*Records supplied:*
+++
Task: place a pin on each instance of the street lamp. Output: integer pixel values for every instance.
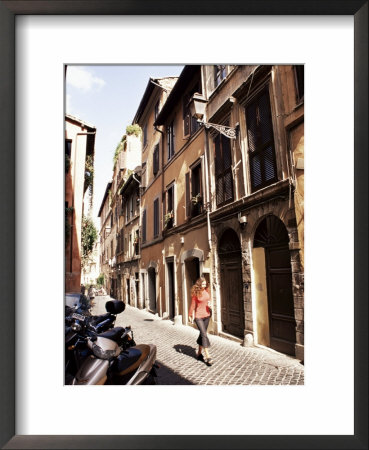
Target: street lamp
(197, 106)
+++
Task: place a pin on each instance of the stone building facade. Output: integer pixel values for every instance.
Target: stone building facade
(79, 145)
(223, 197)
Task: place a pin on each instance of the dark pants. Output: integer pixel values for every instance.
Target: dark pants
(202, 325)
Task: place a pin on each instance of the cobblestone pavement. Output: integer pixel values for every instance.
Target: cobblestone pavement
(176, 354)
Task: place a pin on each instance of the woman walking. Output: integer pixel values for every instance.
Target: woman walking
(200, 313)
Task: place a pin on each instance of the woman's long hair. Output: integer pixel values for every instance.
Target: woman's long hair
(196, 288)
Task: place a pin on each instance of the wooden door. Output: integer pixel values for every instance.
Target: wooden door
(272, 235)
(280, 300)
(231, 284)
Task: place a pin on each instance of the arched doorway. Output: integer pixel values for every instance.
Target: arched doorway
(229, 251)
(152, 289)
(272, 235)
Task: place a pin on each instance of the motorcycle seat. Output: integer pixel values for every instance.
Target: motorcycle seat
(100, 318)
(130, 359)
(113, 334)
+++
*Stated task:* Please return each line of the rows above that contains the word "pants", treating uppercase and lowercase as different.

*Task response:*
Task: place a pin on each instance of the dark pants. Output: integer pixel values for every instance.
Target: dark pants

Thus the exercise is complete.